About this exercise: Give back only the lines in the records below from the one with "Query: yellow sign" to the one with "Placement rule: one point per instance of the man", both inclusive, word for word.

(Source material begins)

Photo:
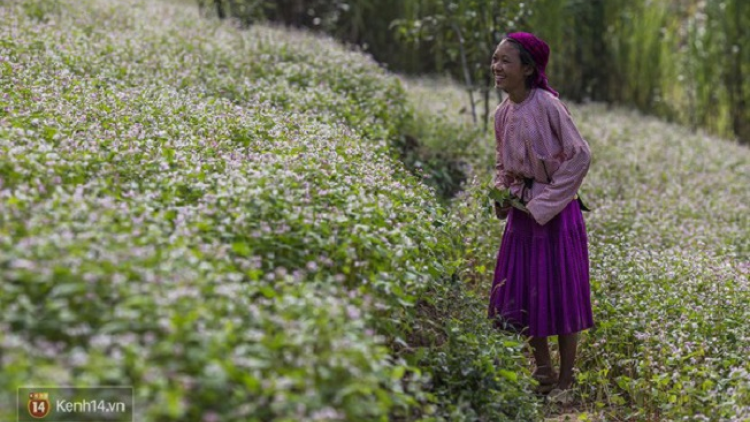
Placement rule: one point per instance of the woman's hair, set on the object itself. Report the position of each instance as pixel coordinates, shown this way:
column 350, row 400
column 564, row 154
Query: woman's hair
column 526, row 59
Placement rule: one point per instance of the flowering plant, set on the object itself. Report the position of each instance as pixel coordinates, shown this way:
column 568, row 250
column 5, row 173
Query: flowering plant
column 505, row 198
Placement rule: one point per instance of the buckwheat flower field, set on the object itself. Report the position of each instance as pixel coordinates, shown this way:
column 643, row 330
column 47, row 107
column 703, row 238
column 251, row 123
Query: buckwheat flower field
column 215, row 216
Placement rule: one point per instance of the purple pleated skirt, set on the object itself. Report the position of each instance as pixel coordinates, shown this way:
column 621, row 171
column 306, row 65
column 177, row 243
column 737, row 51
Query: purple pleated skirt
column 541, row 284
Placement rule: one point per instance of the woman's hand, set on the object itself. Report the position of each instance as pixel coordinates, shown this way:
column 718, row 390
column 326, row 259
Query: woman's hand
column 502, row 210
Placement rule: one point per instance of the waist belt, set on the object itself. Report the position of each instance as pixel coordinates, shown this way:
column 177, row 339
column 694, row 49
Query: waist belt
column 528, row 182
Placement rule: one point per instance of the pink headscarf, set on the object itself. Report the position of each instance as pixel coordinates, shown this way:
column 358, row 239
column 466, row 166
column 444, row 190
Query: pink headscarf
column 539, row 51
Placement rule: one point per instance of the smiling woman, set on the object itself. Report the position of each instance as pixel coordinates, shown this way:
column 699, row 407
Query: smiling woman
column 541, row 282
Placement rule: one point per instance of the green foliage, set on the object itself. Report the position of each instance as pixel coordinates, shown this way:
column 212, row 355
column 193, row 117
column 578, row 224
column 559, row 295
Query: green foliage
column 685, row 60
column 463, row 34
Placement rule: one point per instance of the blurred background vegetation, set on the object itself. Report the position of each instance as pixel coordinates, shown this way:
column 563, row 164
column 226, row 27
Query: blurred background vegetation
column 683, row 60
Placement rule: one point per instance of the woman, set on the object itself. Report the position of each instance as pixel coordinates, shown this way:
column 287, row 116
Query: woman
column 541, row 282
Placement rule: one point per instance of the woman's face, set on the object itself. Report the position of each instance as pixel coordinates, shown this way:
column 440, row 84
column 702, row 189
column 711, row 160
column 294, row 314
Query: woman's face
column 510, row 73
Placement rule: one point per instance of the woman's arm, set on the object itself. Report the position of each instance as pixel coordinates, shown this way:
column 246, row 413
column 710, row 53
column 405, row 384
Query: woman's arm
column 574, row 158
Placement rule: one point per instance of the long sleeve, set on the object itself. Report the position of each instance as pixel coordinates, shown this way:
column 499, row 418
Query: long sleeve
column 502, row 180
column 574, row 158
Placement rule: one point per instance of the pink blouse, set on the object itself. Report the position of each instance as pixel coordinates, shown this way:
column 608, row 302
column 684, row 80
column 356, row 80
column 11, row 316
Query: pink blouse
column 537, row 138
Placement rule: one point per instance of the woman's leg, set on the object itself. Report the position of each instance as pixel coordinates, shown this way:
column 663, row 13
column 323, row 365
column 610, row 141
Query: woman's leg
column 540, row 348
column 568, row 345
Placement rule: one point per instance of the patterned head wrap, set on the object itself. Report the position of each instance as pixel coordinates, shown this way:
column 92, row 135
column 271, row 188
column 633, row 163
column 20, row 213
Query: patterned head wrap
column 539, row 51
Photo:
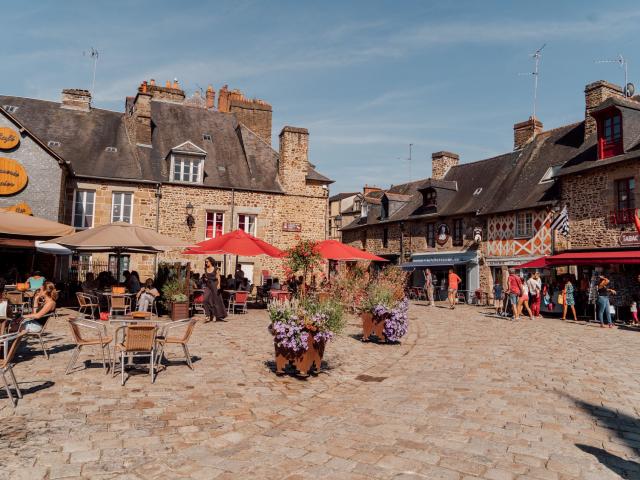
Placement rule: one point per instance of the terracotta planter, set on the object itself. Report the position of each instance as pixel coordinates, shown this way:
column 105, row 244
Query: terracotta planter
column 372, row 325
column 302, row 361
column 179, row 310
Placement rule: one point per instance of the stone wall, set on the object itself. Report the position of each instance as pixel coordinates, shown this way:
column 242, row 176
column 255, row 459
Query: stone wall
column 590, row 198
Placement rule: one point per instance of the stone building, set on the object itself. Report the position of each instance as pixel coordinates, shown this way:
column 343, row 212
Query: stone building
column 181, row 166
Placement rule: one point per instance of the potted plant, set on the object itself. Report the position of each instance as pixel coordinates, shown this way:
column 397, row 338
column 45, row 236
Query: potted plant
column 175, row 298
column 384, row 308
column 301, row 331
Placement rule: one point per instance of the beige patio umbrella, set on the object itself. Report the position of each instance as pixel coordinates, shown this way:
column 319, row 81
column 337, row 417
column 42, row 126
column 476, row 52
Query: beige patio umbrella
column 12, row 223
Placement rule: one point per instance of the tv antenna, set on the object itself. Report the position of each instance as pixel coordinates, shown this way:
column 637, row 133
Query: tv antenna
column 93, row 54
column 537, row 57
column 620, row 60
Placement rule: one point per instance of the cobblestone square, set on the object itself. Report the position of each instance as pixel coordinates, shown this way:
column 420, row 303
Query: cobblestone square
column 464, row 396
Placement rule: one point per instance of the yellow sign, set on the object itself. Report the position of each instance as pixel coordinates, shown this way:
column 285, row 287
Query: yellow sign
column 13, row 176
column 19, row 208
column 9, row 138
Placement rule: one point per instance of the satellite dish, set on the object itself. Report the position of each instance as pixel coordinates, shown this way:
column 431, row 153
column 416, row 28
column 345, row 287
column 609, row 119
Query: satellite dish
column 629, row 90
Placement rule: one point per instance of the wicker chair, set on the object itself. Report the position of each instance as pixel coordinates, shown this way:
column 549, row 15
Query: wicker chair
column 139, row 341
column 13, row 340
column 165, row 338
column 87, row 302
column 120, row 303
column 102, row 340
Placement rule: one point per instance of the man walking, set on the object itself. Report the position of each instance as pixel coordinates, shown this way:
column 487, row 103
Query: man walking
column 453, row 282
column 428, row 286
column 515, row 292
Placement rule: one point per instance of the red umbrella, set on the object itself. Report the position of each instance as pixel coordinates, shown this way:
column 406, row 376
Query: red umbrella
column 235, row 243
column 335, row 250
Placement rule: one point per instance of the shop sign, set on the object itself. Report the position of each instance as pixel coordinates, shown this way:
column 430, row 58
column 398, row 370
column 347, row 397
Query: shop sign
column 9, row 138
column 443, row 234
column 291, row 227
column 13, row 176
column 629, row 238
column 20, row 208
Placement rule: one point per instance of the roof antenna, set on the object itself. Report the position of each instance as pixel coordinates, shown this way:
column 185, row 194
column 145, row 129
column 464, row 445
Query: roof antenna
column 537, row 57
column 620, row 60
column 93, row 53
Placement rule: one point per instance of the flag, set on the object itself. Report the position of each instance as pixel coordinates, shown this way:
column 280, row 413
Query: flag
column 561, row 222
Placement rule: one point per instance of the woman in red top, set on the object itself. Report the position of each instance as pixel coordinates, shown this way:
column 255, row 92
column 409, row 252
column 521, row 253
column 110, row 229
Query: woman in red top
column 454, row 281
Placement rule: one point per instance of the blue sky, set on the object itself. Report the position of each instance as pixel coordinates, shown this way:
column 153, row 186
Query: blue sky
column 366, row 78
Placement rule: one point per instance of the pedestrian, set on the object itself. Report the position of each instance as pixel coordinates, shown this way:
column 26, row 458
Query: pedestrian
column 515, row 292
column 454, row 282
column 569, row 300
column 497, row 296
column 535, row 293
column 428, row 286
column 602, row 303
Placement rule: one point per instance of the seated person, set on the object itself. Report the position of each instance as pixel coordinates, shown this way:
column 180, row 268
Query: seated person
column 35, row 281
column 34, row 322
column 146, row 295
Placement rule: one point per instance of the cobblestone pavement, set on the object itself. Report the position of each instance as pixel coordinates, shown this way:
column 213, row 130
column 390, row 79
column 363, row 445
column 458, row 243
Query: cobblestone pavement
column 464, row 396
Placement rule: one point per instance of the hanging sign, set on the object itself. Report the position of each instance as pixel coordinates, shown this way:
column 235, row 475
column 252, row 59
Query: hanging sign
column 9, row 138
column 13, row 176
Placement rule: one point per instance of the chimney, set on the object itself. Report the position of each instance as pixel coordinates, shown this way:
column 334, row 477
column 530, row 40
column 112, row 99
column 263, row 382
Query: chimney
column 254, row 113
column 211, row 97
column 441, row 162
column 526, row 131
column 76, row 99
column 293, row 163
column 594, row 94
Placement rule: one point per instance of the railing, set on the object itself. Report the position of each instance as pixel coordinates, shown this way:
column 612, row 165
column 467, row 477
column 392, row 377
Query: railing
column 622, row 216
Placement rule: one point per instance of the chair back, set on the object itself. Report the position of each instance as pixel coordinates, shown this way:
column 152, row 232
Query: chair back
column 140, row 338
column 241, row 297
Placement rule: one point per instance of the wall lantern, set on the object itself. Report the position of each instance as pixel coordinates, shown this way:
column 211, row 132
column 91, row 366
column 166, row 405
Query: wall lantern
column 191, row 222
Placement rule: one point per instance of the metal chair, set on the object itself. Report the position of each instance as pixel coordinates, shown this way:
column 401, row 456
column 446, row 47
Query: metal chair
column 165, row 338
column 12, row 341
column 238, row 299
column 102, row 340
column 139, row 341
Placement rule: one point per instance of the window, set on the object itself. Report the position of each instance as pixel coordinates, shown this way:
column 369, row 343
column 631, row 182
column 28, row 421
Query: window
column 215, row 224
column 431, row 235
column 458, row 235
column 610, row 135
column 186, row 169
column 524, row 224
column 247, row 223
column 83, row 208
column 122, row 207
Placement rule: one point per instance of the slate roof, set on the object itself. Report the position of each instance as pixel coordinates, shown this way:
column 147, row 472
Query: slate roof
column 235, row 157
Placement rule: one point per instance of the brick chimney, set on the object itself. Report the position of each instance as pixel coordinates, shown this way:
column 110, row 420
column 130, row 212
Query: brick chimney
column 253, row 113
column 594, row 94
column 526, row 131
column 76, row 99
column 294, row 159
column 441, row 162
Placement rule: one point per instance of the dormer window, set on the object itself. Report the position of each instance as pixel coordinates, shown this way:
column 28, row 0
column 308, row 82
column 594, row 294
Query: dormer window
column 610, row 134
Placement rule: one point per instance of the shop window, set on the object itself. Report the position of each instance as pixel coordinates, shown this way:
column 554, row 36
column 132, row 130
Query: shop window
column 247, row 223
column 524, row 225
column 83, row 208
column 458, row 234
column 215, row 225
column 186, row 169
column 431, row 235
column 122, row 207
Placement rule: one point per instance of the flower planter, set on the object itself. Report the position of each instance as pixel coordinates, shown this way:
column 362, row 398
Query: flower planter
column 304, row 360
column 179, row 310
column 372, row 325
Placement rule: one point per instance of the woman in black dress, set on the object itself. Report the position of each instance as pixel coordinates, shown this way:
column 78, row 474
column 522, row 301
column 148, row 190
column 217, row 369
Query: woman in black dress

(Source material ends)

Response box:
Query: yellow sign
column 13, row 176
column 19, row 208
column 9, row 138
Placement rule: one point per instance of the satellite dish, set on the object itself. Report the position of each instance as pixel coordinates, shown this way:
column 431, row 153
column 416, row 28
column 345, row 287
column 609, row 119
Query: satellite dish
column 629, row 90
Placement rule: one point per instance of the wicker chair, set on the object itself. Report the position of each instance as pixel coordinates, shown this way:
column 549, row 15
Query: wicker chair
column 139, row 341
column 13, row 340
column 165, row 338
column 87, row 302
column 120, row 303
column 102, row 340
Placement rule: one point per instance of the man walking, set on the object itself. Report the position of each instance as pixel coordinates, shown this way:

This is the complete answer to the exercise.